-- Start --

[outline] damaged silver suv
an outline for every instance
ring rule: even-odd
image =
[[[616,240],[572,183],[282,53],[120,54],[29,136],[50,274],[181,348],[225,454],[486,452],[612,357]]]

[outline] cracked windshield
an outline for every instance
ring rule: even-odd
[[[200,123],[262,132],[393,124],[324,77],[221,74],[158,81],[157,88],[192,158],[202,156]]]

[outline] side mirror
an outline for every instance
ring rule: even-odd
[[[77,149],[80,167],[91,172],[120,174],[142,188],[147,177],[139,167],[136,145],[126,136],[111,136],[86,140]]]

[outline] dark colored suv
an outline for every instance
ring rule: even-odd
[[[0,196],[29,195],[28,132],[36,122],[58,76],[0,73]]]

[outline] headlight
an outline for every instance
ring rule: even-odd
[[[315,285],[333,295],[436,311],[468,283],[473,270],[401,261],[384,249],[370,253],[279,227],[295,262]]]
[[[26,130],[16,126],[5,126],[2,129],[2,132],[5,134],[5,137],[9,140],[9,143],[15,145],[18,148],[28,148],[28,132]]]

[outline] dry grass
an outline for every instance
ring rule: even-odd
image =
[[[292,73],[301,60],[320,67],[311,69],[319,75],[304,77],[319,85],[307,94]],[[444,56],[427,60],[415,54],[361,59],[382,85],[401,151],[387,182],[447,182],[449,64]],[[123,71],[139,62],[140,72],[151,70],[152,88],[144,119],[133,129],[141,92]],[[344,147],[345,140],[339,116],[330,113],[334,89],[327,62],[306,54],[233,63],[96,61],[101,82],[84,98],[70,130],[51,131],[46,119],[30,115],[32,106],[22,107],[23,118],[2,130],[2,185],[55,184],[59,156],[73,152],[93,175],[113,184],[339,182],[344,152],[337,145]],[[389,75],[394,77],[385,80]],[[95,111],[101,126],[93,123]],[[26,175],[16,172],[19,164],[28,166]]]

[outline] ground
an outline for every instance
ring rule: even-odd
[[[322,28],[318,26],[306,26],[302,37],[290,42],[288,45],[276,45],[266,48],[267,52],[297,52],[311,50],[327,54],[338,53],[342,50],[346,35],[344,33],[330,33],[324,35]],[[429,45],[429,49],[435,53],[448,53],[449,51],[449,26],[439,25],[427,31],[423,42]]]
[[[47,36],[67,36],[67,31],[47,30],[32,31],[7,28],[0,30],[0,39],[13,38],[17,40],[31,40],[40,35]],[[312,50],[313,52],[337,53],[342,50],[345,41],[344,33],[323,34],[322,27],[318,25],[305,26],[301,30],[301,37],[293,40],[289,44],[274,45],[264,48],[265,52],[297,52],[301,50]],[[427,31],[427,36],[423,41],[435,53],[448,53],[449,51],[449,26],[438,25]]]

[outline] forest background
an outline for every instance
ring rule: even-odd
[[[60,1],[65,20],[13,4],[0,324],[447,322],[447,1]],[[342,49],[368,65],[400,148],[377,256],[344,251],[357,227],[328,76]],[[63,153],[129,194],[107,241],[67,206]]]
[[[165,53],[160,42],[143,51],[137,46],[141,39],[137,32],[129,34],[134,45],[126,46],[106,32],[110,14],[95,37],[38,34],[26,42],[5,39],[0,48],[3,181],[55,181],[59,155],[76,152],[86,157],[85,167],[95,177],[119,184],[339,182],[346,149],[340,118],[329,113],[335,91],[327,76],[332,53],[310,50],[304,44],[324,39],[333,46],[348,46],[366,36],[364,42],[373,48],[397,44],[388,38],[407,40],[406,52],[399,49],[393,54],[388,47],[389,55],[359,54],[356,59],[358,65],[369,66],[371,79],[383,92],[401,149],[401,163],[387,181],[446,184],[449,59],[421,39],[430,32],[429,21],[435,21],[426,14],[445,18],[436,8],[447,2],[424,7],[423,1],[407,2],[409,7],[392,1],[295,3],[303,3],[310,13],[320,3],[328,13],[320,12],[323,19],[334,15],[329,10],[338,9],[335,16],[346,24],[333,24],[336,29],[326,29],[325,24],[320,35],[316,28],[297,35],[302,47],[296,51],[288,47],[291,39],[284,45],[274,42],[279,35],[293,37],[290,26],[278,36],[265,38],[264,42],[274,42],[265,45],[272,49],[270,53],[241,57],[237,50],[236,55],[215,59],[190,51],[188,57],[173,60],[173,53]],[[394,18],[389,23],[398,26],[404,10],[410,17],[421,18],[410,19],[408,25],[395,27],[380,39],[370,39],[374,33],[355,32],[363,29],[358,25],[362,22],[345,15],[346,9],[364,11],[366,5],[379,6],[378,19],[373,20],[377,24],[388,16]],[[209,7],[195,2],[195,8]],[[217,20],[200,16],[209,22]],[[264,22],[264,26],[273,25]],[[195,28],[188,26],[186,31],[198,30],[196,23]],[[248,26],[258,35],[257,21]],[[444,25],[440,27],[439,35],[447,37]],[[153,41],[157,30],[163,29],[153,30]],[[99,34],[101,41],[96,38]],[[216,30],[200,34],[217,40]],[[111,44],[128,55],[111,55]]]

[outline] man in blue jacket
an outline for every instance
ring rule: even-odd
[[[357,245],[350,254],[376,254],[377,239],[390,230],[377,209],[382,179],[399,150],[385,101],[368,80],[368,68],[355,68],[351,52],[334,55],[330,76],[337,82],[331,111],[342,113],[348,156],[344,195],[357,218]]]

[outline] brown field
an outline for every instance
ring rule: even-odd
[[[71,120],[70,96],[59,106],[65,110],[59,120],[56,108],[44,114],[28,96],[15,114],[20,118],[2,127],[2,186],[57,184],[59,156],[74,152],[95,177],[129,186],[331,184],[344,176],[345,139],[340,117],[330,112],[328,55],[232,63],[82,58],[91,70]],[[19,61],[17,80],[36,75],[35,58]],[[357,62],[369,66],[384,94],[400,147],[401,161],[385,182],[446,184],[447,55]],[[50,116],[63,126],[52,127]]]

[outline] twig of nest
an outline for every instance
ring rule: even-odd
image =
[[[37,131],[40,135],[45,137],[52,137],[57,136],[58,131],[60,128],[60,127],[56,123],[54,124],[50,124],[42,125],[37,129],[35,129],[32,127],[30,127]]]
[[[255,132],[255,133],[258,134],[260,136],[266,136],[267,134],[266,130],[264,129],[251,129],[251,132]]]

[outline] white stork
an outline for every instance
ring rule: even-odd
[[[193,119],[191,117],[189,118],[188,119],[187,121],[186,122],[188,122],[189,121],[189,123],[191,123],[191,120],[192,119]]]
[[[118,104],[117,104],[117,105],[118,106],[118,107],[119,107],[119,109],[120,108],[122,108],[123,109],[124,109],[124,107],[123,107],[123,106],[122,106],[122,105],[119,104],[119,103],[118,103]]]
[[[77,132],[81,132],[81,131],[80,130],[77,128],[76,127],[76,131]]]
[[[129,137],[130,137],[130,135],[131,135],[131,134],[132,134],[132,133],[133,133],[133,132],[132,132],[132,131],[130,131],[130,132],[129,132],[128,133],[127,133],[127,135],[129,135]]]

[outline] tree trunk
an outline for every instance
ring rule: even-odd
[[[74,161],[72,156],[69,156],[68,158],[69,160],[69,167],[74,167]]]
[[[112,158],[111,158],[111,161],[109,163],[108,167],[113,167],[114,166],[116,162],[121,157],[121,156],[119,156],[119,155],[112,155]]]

-- End --

• Exercise objective
Can you convert the lines of the records between the one holding "[outline] cracked windshield" and the one holding "[[[0,196],[29,195],[28,132],[36,122],[58,76],[0,73]]]", inclusive, into a Markdown table with a Row column for the row number and an Entry column for the line, leaving out blank lines?

• Full solution
| Row | Entry |
|---|---|
| 1 | [outline] cracked windshield |
| 2 | an outline for every instance |
| 3 | ring rule: even-odd |
| 4 | [[[200,123],[262,132],[393,124],[324,77],[221,74],[158,81],[157,88],[192,158],[202,156]]] |
| 5 | [outline] side mirror |
| 6 | an outline for every instance |
| 7 | ring rule: even-odd |
| 8 | [[[77,149],[80,167],[91,172],[120,174],[142,188],[147,177],[139,167],[136,145],[126,136],[111,136],[86,140]]] |
| 9 | [outline] dark colored suv |
| 10 | an outline for every instance |
| 11 | ring rule: even-odd |
| 12 | [[[0,196],[29,195],[28,132],[36,122],[58,76],[0,73]]] |